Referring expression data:

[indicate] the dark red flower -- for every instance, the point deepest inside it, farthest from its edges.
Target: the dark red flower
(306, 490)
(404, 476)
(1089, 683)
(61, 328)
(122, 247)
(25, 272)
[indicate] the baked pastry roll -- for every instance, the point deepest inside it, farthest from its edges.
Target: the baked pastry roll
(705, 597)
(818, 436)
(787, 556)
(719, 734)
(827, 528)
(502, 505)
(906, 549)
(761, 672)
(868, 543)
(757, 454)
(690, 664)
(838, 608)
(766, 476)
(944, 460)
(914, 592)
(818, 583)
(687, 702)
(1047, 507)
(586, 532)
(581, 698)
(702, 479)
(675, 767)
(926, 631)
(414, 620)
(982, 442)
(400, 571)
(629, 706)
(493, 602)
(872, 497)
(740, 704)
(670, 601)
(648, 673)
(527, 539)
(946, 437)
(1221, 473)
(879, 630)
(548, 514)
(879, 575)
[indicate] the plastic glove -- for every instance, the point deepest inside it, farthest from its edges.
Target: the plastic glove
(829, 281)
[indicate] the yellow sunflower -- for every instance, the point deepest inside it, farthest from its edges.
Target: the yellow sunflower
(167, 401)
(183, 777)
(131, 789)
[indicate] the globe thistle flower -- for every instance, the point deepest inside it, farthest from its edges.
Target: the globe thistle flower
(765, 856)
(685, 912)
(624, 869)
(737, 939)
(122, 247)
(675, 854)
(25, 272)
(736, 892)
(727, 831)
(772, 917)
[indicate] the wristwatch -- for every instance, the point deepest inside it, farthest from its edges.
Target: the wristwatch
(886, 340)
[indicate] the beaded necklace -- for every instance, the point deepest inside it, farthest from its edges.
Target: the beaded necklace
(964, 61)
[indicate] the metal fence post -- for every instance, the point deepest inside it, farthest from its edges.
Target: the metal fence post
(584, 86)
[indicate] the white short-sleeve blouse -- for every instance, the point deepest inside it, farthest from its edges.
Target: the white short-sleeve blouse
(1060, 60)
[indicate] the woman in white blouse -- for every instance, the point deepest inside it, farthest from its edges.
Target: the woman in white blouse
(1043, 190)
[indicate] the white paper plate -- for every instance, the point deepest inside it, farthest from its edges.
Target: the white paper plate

### WHAT YOU HAVE TO DO
Reply with the complete data above, every character as it stands.

### WRITTEN RESPONSE
[indicate] the dark red flower -- for every instance, the point deepest inside it, farthest from its edges.
Target: the dark red flower
(306, 490)
(404, 476)
(1089, 683)
(61, 328)
(122, 247)
(25, 272)
[indicate] the baked pastry roll -- for every instance, the point deepest inside it, farthest from its edges.
Target: the baked pastry roll
(705, 597)
(818, 436)
(787, 556)
(719, 734)
(827, 528)
(502, 505)
(906, 549)
(761, 672)
(868, 543)
(757, 454)
(690, 664)
(838, 608)
(766, 476)
(944, 460)
(914, 592)
(818, 583)
(687, 702)
(1047, 507)
(586, 532)
(581, 698)
(702, 479)
(675, 767)
(926, 631)
(414, 620)
(982, 442)
(400, 571)
(629, 706)
(493, 602)
(872, 497)
(740, 704)
(670, 601)
(648, 673)
(527, 539)
(946, 437)
(1221, 473)
(879, 630)
(548, 514)
(879, 575)
[indicate] the plastic glove -- for every instance, the point deepest inside it, farthest from its edges.
Target: the plastic glove
(829, 281)
[indicate] the yellow sunflower -- for every instance, the point deepest inside it, farthest from its edges.
Target: the yellow sunflower
(167, 401)
(183, 777)
(131, 789)
[indicate] the globe thistle flower -- for every instance, the point deepest inside it, farthest from its edges.
Target: the globe thistle flower
(765, 856)
(685, 912)
(624, 869)
(737, 939)
(122, 247)
(675, 854)
(25, 272)
(736, 892)
(727, 831)
(772, 917)
[indicate] the wristwatch -- for every instance, the point deepest inside it, farthest from its edges.
Target: the wristwatch
(886, 340)
[indicate] the beaded necklace -- for every instance, the point deepest inside it, farthest from its edges.
Target: the beaded necklace
(964, 61)
[indicate] the metal fence post -- for every instance, the point deepest inside it, farthest from its edges.
Target: the metal fence post
(584, 86)
[indicate] the white short-sleeve blouse -- for every instance, the point deepest inside it, farthest from its edges.
Target: the white short-sleeve blouse
(1060, 60)
[indicate] the woman in white blouse -- for every instance, the point deepest inside it, farthest from its edges.
Target: the woman in white blouse
(1043, 190)
[indicate] the white paper plate -- for every instance, the point deepest inside it, farthest from its edges.
Target: the white paper plate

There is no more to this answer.